▸ **EXERCISE BRIEF**: Print verbatim every line starting at the one that contains "If you could mark the blue jeans" and ending at the final line of the records; include both endpoints.

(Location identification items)
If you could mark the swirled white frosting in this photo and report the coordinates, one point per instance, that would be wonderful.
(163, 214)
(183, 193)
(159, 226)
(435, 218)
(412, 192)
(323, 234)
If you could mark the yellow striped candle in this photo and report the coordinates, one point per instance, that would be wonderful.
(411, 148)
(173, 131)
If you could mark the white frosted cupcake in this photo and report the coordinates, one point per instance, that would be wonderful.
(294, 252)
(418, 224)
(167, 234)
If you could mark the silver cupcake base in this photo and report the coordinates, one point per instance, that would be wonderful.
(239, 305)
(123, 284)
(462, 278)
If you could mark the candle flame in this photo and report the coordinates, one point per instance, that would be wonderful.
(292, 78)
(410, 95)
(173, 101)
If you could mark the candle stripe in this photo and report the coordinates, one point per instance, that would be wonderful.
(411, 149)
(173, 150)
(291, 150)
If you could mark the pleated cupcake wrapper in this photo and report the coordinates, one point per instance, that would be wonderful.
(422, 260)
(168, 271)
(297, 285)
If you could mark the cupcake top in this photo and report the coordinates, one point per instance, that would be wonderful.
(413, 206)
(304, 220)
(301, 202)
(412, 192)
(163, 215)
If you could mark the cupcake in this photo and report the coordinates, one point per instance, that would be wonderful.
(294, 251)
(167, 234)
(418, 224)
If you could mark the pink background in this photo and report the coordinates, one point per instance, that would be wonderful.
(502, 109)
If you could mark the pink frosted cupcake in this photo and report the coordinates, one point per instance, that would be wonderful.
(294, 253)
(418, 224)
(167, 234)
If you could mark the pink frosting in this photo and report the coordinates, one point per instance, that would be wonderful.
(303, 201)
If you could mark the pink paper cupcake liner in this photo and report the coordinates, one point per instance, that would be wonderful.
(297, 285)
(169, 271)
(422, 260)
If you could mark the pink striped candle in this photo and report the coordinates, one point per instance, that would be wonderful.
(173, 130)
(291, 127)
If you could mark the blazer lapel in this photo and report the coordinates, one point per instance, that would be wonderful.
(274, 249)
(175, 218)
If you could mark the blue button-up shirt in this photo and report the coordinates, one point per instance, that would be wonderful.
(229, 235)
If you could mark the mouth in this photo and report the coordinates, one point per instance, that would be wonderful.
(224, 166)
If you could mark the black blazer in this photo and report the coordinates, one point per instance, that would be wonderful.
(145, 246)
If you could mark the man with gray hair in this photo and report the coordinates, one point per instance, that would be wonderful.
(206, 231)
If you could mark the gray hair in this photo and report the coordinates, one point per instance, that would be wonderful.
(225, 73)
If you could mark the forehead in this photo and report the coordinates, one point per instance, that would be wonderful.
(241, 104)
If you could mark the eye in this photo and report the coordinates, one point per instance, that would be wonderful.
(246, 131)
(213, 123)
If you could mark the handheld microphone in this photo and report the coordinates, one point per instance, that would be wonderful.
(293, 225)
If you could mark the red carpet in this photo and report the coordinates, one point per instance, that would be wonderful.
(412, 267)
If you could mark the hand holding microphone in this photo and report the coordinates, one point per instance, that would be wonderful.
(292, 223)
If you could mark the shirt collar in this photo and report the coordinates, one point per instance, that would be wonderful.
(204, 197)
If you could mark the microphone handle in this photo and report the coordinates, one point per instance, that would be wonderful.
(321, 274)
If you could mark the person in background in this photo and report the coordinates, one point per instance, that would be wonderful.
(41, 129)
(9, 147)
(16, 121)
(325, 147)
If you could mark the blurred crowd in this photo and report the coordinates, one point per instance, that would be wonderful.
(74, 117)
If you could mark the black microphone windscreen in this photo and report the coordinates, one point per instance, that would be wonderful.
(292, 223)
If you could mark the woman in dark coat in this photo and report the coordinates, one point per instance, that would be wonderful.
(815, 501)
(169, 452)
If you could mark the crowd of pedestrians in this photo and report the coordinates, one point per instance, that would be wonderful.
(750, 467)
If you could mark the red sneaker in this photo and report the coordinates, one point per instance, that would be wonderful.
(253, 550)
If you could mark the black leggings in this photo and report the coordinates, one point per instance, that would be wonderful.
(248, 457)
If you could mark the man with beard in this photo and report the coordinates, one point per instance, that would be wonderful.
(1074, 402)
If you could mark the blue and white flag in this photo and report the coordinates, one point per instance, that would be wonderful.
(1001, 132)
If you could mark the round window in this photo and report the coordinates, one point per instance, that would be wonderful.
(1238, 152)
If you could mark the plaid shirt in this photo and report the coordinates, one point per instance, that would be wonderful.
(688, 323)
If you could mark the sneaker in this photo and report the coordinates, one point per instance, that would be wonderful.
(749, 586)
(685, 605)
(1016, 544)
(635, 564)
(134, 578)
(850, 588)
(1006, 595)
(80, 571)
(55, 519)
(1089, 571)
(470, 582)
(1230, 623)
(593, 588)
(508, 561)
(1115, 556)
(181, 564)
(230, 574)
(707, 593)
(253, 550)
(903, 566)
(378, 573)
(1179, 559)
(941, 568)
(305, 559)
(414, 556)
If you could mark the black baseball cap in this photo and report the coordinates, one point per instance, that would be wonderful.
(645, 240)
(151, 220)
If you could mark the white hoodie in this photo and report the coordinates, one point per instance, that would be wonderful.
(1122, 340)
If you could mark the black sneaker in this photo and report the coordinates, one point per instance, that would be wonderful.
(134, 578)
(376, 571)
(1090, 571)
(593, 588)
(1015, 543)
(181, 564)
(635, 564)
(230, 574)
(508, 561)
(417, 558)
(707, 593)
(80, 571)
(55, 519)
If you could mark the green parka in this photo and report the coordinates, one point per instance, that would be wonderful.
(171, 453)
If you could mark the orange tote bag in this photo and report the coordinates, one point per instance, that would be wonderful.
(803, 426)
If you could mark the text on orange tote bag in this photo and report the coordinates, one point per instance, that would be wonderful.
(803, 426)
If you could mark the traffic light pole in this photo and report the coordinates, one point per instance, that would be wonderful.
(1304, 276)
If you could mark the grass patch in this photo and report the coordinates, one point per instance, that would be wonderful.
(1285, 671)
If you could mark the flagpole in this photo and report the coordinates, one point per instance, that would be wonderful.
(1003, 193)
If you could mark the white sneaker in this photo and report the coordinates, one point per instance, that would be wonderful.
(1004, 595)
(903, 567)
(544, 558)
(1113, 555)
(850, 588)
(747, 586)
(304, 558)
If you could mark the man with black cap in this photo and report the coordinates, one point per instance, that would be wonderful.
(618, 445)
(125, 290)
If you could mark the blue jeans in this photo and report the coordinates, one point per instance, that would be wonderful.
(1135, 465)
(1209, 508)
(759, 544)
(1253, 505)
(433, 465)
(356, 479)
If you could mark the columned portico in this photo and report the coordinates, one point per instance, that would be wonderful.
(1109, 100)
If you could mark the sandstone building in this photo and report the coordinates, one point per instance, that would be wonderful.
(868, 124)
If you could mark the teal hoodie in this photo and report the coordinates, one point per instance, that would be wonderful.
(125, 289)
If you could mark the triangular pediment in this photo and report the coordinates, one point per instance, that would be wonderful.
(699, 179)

▸ **PROBLEM SOLUTION**:
If you could mark the blue jeans in this photo and report the coordinates, one point per instance, that would be wonderful.
(1135, 465)
(1209, 508)
(759, 544)
(1253, 505)
(433, 465)
(356, 479)
If you could mark the columned portico in this photo and report the coordinates, one point per instance, that would be wonderful.
(1109, 100)
If you could mark the sandstone building in this photo and report the coordinates, one point per instance, that would be wonderful.
(868, 124)
If you could mark the teal hoodie in this photo and report the coordinates, one point per instance, that would be wonderful.
(125, 289)
If you could mark the triangular pediment in this photo and report the coordinates, one point per instance, that would be wonderful.
(699, 179)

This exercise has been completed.